>>>

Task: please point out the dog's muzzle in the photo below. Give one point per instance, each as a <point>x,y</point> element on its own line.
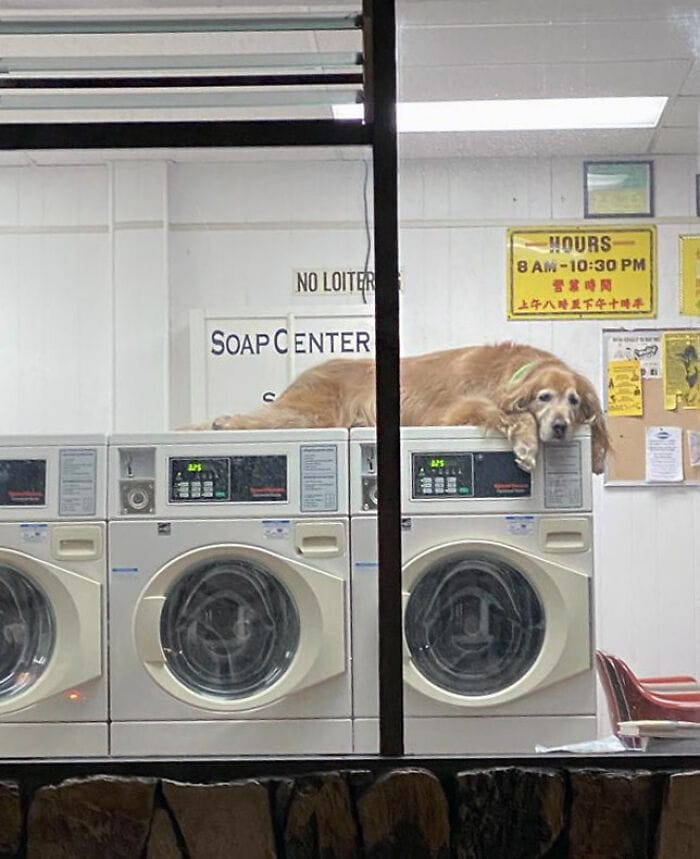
<point>559,429</point>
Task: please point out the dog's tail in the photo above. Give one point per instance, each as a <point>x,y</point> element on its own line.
<point>203,426</point>
<point>266,417</point>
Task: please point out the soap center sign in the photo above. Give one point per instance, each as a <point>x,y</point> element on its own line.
<point>239,362</point>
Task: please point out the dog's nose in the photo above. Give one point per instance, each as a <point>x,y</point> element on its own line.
<point>559,428</point>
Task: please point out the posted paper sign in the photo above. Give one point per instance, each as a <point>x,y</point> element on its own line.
<point>664,452</point>
<point>625,388</point>
<point>681,368</point>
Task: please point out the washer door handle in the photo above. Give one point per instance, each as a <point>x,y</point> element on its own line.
<point>147,629</point>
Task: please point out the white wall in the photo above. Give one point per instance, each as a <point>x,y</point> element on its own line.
<point>100,265</point>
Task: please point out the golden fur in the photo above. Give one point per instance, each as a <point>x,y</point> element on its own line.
<point>528,394</point>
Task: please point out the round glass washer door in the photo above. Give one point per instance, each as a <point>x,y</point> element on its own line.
<point>474,625</point>
<point>229,628</point>
<point>27,632</point>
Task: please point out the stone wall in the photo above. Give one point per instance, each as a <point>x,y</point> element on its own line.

<<<

## Instructions to follow
Reproduce the material word for word, minus the images.

## Worked answer
Task: please point out the dog's muzzle in the photo below. Give one point per instance, each as a <point>x,y</point> element on its own line.
<point>559,429</point>
Task: please point out the dog's tail in the photo above. Give one point per instance, each as a <point>x,y</point> element on its own line.
<point>203,426</point>
<point>266,417</point>
Task: please point out the soap center sign in the photo above. Give one point per instance, each as a <point>x,y</point> element on its own line.
<point>239,362</point>
Task: please point out the dog's nose in the photo above. Give one point per instance, each as a <point>x,y</point> element on its own line.
<point>559,428</point>
Task: please point out the posted paper sign in the photo above. Give one point per instance, each as a <point>x,y</point> element on its own line.
<point>664,452</point>
<point>625,388</point>
<point>681,368</point>
Task: please point out the washer door handle in the photo above. Give one point per instance, each as a <point>x,y</point> element on its own line.
<point>147,629</point>
Task: please point out the white wall in the photo above. Give one point per instance, each as a <point>x,y</point> element on its own line.
<point>100,265</point>
Task: please point out the golden fur in the photo above. Give one point per instance, each as a <point>x,y</point> element on its own line.
<point>528,394</point>
Task: please point out the round glass washer door in the photo above. Give one point per instance, each as a <point>x,y</point> element on its own line.
<point>474,625</point>
<point>229,628</point>
<point>27,632</point>
Task: please point out the stone wall in the photo above. Give one point per instance, each as a <point>x,y</point> element on its own line.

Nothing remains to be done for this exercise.